Aim: Rewrite the listing below as a JSON list of strings, with one string for each line and no blank lines. Leave the pictures out of the answer.

[Data listing]
────────

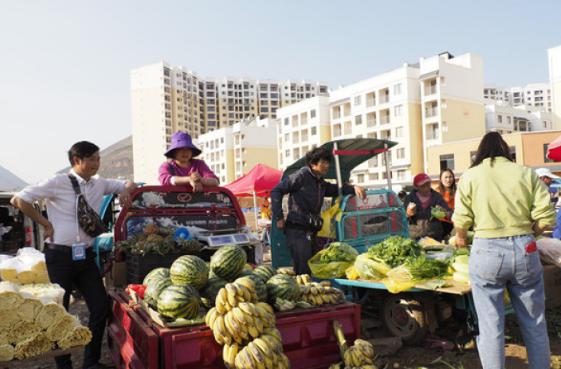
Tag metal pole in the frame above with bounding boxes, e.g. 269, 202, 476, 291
253, 191, 259, 232
384, 143, 392, 191
333, 141, 343, 198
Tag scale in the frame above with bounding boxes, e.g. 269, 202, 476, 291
196, 233, 249, 247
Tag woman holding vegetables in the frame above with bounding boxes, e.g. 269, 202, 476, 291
404, 173, 452, 241
436, 168, 456, 237
452, 132, 555, 369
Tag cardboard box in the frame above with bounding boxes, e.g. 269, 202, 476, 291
105, 261, 127, 288
543, 265, 561, 309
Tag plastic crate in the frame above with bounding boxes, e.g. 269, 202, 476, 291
107, 292, 159, 369
126, 253, 185, 284
109, 288, 360, 369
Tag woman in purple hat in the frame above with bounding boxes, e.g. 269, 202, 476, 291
158, 131, 219, 192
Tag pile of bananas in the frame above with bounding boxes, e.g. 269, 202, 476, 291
329, 339, 377, 369
300, 282, 345, 306
223, 328, 290, 369
205, 278, 290, 369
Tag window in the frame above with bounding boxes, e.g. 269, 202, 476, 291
508, 146, 516, 163
440, 154, 454, 171
543, 143, 553, 163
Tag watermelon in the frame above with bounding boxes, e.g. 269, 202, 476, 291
169, 255, 208, 290
157, 285, 200, 319
201, 277, 228, 308
267, 274, 300, 302
210, 245, 247, 282
253, 265, 277, 282
142, 268, 169, 287
236, 274, 267, 302
144, 278, 171, 308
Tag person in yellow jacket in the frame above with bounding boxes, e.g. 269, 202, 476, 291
452, 132, 555, 369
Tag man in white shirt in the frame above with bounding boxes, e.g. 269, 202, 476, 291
11, 141, 136, 369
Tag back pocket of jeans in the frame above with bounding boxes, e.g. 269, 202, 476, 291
524, 251, 543, 277
469, 248, 504, 280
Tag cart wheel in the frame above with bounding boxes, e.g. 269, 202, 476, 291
383, 294, 429, 344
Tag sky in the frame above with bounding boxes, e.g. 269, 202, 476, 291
0, 0, 561, 183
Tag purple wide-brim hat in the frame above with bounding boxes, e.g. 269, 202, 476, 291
164, 131, 201, 158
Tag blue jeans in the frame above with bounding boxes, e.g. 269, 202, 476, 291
469, 235, 550, 369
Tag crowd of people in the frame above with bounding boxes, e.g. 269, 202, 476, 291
6, 128, 561, 369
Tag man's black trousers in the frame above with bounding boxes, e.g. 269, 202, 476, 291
45, 246, 110, 369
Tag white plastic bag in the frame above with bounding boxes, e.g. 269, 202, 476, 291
536, 237, 561, 268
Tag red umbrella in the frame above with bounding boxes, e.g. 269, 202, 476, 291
547, 136, 561, 161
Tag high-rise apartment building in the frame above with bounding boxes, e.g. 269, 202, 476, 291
277, 53, 486, 186
131, 62, 328, 183
485, 102, 553, 134
277, 96, 331, 169
483, 83, 551, 112
547, 46, 561, 129
196, 118, 278, 184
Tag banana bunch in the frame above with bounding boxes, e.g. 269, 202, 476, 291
296, 274, 313, 286
205, 301, 276, 346
343, 339, 376, 369
300, 282, 345, 306
234, 328, 290, 369
215, 278, 257, 314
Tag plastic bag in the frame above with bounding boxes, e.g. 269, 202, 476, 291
0, 247, 50, 284
354, 254, 391, 281
317, 200, 341, 238
382, 265, 420, 293
536, 238, 561, 268
308, 250, 353, 279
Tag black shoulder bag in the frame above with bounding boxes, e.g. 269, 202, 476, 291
68, 174, 107, 237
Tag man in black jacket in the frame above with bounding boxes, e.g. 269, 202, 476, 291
271, 148, 366, 274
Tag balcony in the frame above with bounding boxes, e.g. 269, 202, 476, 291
366, 113, 376, 127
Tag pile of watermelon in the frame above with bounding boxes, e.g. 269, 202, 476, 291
143, 245, 306, 320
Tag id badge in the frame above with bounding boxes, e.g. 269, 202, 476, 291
72, 243, 87, 261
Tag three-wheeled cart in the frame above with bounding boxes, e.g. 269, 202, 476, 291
271, 138, 477, 343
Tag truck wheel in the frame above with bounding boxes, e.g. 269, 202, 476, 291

────────

Task output:
[
  "Tag metal pole in the frame above with bounding boxes, e.g. 269, 202, 476, 291",
  "253, 191, 259, 232",
  "384, 143, 392, 191",
  "333, 141, 343, 198",
  "Tag scale in the frame above with bounding boxes, e.g. 269, 202, 476, 291",
  "196, 233, 249, 247",
  "Tag woman holding vegetables in the frame above with bounding boxes, e.g. 269, 202, 476, 291",
  "404, 173, 452, 241",
  "436, 168, 456, 237",
  "452, 132, 555, 369",
  "Tag cardboard box in the frame above with bounding boxes, e.g. 269, 202, 476, 291",
  "105, 261, 127, 288",
  "543, 265, 561, 309",
  "Tag plastic crate in the frame above with bounding boxes, e.g. 269, 202, 476, 291",
  "107, 292, 159, 369",
  "126, 253, 185, 284",
  "109, 288, 360, 369",
  "Tag woman in purple hat in the frame above with bounding boxes, e.g. 269, 202, 476, 291",
  "158, 131, 219, 192",
  "Tag pile of bananas in the frame above with bounding boxes, e.g. 269, 202, 476, 291",
  "329, 339, 377, 369",
  "300, 282, 345, 306",
  "223, 328, 290, 369",
  "205, 278, 290, 369",
  "Tag window in the frame above with bounding boxes, e.g. 269, 202, 476, 291",
  "508, 146, 516, 163",
  "440, 154, 454, 171",
  "543, 143, 553, 163",
  "Tag watermelon in the frame above with bounding boxes, e.g. 269, 202, 476, 291",
  "169, 255, 208, 290",
  "157, 285, 200, 319",
  "201, 277, 228, 308",
  "267, 274, 300, 302",
  "210, 245, 247, 282",
  "253, 265, 277, 282",
  "142, 268, 169, 287",
  "236, 274, 267, 302",
  "144, 278, 171, 308",
  "Tag person in yellow jacket in the frame above with bounding boxes, e.g. 269, 202, 476, 291",
  "452, 132, 555, 369",
  "Tag man in white shirt in the frame above with bounding boxes, e.g. 269, 202, 476, 291",
  "11, 141, 136, 369",
  "Tag back pocket of jeans in the frame above with bounding boxes, e.g. 269, 202, 476, 291",
  "524, 251, 543, 277",
  "469, 248, 504, 280",
  "Tag cart wheel in the frame above with bounding boxes, e.g. 269, 202, 476, 291",
  "383, 294, 429, 344",
  "Tag sky in the frame above with bounding boxes, e.g. 269, 202, 476, 291",
  "0, 0, 561, 183",
  "Tag purple wide-brim hat in the frame above with bounding boxes, e.g. 269, 202, 476, 291",
  "164, 131, 201, 158",
  "Tag blue jeans in the frame above with bounding boxes, e.g. 269, 202, 476, 291",
  "469, 235, 550, 369",
  "Tag crowd of people in the frame above with bounding boxes, e.g. 269, 202, 476, 291",
  "6, 128, 561, 369",
  "Tag man's black trousers in the frame above with bounding boxes, e.g. 269, 202, 476, 291",
  "45, 246, 110, 369",
  "Tag white plastic bag in the frame above with bounding boxes, e.g. 269, 202, 476, 291",
  "536, 237, 561, 268",
  "Tag red umbrella in the frame above with bounding boxes, e.g. 269, 202, 476, 291",
  "547, 136, 561, 161",
  "Tag high-rise apartment building in the frame above with bounding boxes, e.g. 269, 202, 476, 291",
  "277, 53, 486, 186",
  "131, 62, 328, 183",
  "485, 102, 553, 134",
  "277, 96, 331, 169",
  "483, 83, 551, 112",
  "547, 46, 561, 129",
  "196, 118, 278, 184",
  "Tag banana bunch in the frame above with bounding boxes, e.g. 269, 202, 476, 291",
  "296, 274, 313, 286",
  "205, 301, 276, 346",
  "343, 339, 376, 369",
  "300, 282, 345, 306",
  "234, 328, 290, 369",
  "215, 278, 257, 314",
  "Tag plastic bag in the frame above with bounding boxes, e.g. 269, 202, 476, 291",
  "0, 247, 50, 284",
  "354, 254, 391, 281",
  "317, 200, 341, 238",
  "382, 265, 420, 293",
  "536, 238, 561, 268",
  "308, 250, 353, 279",
  "Tag black shoulder bag in the frame above with bounding boxes, e.g. 269, 202, 476, 291",
  "68, 174, 107, 237",
  "Tag man in black jacket in the frame above with bounding boxes, e.g. 269, 202, 476, 291",
  "271, 148, 366, 274",
  "Tag balcony in the frame above with bounding boxes, e.g. 269, 202, 476, 291",
  "366, 113, 376, 127",
  "Tag pile of watermelon in the frame above with bounding boxes, e.g. 269, 202, 476, 291",
  "143, 245, 306, 320",
  "Tag id badge in the frame above with bounding boxes, e.g. 269, 202, 476, 291",
  "72, 243, 87, 261",
  "Tag three-wheeled cart in the frame above with bounding boxes, e.g. 269, 202, 476, 291",
  "271, 138, 477, 343",
  "Tag truck wheel in the frame above with bounding boxes, e.g. 269, 202, 476, 291"
]